Reproduce the listing below in its entirety. Change nothing.

■ ■ ■ ■ ■ ■ ■

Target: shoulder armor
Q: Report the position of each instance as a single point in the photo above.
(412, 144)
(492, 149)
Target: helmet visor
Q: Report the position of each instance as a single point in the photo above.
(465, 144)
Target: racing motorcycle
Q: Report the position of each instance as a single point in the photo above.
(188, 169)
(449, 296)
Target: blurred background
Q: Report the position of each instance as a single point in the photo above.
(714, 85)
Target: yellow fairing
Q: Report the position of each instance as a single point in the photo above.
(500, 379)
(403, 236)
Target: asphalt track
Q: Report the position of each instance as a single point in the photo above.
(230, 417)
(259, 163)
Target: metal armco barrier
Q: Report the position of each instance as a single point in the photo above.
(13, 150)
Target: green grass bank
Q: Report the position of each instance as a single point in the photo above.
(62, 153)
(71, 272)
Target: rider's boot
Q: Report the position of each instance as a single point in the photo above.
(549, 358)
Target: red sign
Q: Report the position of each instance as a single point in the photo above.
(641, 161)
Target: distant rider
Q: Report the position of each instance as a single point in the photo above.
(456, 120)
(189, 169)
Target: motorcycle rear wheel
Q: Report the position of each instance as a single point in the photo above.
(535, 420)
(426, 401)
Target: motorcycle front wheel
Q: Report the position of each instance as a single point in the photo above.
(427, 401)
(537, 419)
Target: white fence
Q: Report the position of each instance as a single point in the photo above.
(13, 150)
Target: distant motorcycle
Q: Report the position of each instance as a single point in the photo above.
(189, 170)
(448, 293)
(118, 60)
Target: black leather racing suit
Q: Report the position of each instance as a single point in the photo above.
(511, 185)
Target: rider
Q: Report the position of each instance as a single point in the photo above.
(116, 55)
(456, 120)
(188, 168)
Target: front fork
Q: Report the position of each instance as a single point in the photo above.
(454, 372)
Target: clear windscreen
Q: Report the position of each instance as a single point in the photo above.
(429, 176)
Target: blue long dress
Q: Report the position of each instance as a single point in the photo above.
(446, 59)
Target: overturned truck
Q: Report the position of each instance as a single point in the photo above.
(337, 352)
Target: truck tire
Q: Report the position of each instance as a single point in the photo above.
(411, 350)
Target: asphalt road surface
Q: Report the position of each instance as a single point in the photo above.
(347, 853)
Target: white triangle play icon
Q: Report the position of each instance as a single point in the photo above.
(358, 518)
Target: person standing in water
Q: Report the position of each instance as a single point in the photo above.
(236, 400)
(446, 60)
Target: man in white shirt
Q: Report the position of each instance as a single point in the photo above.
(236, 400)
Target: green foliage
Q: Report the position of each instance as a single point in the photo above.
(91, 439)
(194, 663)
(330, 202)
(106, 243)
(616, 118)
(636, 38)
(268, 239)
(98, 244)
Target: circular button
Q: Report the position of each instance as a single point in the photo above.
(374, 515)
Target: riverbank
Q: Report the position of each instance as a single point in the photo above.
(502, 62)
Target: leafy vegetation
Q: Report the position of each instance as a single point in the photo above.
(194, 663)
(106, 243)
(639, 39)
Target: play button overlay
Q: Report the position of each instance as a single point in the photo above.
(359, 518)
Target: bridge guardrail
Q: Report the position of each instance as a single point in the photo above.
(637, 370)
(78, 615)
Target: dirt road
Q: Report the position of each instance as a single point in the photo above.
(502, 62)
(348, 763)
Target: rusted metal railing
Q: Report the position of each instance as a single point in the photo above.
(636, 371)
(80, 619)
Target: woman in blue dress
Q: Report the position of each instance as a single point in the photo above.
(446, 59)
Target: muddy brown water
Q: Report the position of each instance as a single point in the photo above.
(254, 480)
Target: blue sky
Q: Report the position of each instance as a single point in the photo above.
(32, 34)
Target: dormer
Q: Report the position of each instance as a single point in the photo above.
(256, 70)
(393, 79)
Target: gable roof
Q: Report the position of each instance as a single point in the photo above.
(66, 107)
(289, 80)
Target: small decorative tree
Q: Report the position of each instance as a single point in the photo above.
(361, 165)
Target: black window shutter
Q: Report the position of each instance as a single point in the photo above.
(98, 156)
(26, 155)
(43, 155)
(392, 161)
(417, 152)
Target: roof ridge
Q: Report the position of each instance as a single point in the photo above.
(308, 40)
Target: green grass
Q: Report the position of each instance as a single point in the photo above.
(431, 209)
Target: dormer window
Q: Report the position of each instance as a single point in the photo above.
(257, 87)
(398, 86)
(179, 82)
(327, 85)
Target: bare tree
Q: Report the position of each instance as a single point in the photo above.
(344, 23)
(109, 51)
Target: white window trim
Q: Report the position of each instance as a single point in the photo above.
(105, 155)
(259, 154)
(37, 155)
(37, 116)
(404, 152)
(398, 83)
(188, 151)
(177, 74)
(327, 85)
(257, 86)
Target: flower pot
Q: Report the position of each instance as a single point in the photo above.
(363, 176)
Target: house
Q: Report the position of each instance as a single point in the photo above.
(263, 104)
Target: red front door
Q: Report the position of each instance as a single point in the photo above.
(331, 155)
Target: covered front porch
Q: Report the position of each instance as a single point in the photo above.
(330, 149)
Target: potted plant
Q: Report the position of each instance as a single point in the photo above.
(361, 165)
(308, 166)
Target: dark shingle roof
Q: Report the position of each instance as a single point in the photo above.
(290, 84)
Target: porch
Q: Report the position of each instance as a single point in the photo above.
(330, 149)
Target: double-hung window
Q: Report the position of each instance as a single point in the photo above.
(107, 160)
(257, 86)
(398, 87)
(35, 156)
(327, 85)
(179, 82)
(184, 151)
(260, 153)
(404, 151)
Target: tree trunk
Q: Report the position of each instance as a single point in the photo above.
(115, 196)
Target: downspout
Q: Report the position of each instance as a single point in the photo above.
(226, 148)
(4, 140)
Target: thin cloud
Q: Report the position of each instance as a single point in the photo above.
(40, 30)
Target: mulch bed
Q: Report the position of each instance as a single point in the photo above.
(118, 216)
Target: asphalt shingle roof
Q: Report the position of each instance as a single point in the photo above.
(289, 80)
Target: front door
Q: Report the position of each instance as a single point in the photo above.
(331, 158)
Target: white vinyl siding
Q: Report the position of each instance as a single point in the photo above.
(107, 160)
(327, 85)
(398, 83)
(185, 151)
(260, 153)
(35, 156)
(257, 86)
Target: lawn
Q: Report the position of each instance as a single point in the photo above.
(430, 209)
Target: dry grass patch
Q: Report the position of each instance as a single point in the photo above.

■ ■ ■ ■ ■ ■ ■

Answer to this task »
Target: shoulder armor
Q: Report the position of each instance as a single point in the photo above.
(412, 144)
(492, 149)
Target: helmet visor
Q: Report the position of each instance as a single point in the photo above.
(465, 144)
Target: racing motorcycle
Q: Report the position of each instance as a single point in the photo above.
(188, 169)
(449, 296)
Target: blurred background
Q: Report the position of each instance as a single point in the photo above.
(714, 85)
Target: yellow fairing
Q: Report the position of each instance as a single point in the photo above.
(500, 379)
(403, 236)
Target: asphalt track
Q: Report the position of each instance as a single point in the photo above.
(230, 417)
(259, 163)
Target: metal armco barrier
Q: Report the position of each instance as a single point in the photo above.
(13, 150)
Target: green grass bank
Q: Report the position of each instance as a single point in the photo above.
(62, 153)
(71, 272)
Target: rider's boot
Q: Report the position of each instance as a single point in the photo above.
(549, 358)
Target: red sign
Q: Report the position of each instance as a single point in the photo above.
(641, 161)
Target: distant rider
Q: Report the position of each instance as a single point in the photo above.
(456, 120)
(189, 169)
Target: motorcycle rear wheel
Q: Report the position of each instance as a single point in the photo above.
(535, 420)
(426, 401)
Target: motorcycle front wheel
Q: Report the position of each instance as a single point in the photo above.
(427, 401)
(537, 419)
Target: white fence
Q: Report the position of each instance as a single point in the photo above.
(13, 150)
Target: distant motorcycle
Q: Report the position of each instance as a single point in the photo above.
(189, 170)
(448, 293)
(118, 60)
Target: black leather racing suit
Q: Report the position of each instance as a single point in the photo above.
(511, 185)
Target: rider
Q: Report the position of each instance as a single point in the photo above.
(116, 55)
(456, 120)
(188, 168)
Target: front fork
Q: Report the position of each instance as a single point in the photo above.
(454, 372)
Target: clear windscreen
Q: Report the position of each instance as a single point in the photo above.
(429, 176)
Target: blue long dress
Q: Report the position of each instance as a single point in the photo above.
(446, 59)
Target: overturned truck
Q: Report the position of each instance as a single point in the photo above.
(337, 352)
Target: truck tire
Q: Report the position of each instance as a single point in the photo above.
(411, 350)
Target: asphalt road surface
Q: Report the position of each instance as a single point in the photo above.
(347, 853)
Target: white triangle play icon
Q: Report the position of each instance as a single point in the photo above.
(358, 518)
Target: person standing in water
Q: Report the position of each instance as a single point in the photo above.
(236, 400)
(446, 60)
Target: man in white shirt
Q: Report the position of each instance as a single point in the photo above.
(236, 400)
Target: green foliage
Q: Report the position of each instance as a single point in the photo above.
(91, 439)
(194, 663)
(330, 202)
(106, 243)
(616, 118)
(636, 38)
(268, 239)
(98, 244)
Target: circular button
Q: Report the position of each instance as a single point in the photo above.
(374, 515)
Target: riverbank
Q: Report the position of each instance as a single point in the photo above.
(502, 62)
Target: leafy vegetation
Q: Report the position of each instance as a single point in the photo above.
(194, 663)
(106, 243)
(639, 39)
Target: play button overlay
Q: Report the position of each instance as a single point in the photo above.
(359, 518)
Target: bridge guardrail
Q: Report the position of each instance as a single point in the photo above.
(637, 370)
(78, 615)
Target: dirt road
Q: Report the position of each instance as a single point in the photo above.
(502, 62)
(348, 763)
Target: rusted metal railing
Q: Report the position of each instance as a single point in the photo above.
(636, 371)
(80, 619)
Target: woman in blue dress
Q: Report the position of each instance as a single point in the photo above.
(446, 59)
Target: muddy brown water
Q: Report the position of each instance as a single point in the photo above.
(254, 480)
Target: blue sky
Q: Report the position of each instance as a single point in the photo above.
(32, 34)
Target: dormer
Q: Report the position of each instance as a single point in the photo above.
(256, 70)
(393, 79)
Target: gable roof
Q: Report the position of each instance as a single point in the photo above.
(66, 107)
(289, 80)
Target: small decorative tree
Q: Report the position of each instance as a single point in the photo above.
(361, 165)
Target: black window shutter
Q: Report the position of each instance as a single point in the photo above.
(98, 156)
(26, 155)
(43, 155)
(392, 161)
(417, 152)
Target: roof ridge
Q: Report the position of each instance as a single point in the photo above.
(308, 40)
Target: green grass
Q: Report the position of each instance as a single point in the photo above.
(431, 209)
Target: dormer window
Q: Report the position of each instance as a single point in the photo above.
(257, 87)
(398, 86)
(179, 82)
(327, 85)
Target: bare tree
Q: Report the position of each instance as a single point in the photo above.
(344, 23)
(109, 51)
Target: white window trim
Q: Report the position of each instance as a single point in the photo above.
(105, 155)
(259, 154)
(37, 155)
(37, 116)
(404, 152)
(398, 83)
(188, 151)
(177, 74)
(327, 85)
(257, 86)
Target: flower pot
Q: Report the position of each instance as a single point in the photo above.
(363, 176)
Target: house
Q: Report the position of each instance as a single point in the photo above.
(263, 104)
Target: red front door
Q: Report the position of each instance as a single point in the photo above.
(331, 155)
Target: covered front porch
Q: Report the position of each instance as a single point in the photo above.
(330, 149)
Target: potted plant
Q: Report the position of each instance as a single point in the photo above.
(361, 165)
(308, 166)
Target: dark shingle roof
Q: Report the position of each instance as a single point in the photo above.
(290, 84)
Target: porch
Q: Report the position of each instance as a single point in the photo above.
(330, 149)
Target: double-hung window
Q: Report the position of each instance as a single point in the photo above.
(107, 160)
(257, 86)
(398, 87)
(35, 156)
(327, 85)
(179, 82)
(184, 151)
(260, 153)
(404, 151)
Target: tree trunk
Q: Report the position of each instance as a single point in the photo above.
(115, 196)
Target: downspout
Q: Report the position of each instance as a single point in the photo above.
(226, 148)
(4, 140)
Target: thin cloud
Q: Report the position of each instance as a single point in the photo above.
(40, 30)
Target: mulch bed
Q: Report the position of each instance as a single point in the photo above.
(118, 216)
Target: asphalt shingle roof
Q: Report the position of each instance as a single point in the photo above.
(289, 80)
Target: front door
Q: Report the position of each instance as a single point in the photo above.
(331, 158)
Target: white vinyl siding
Q: Report the position of each instance as a single point in the photo above.
(107, 160)
(327, 85)
(398, 83)
(185, 151)
(260, 153)
(35, 156)
(257, 86)
Target: lawn
Q: Report the position of each instance as a single point in the photo above.
(430, 209)
Target: dry grass patch
Q: Report the position of each instance as a single point in the photo above.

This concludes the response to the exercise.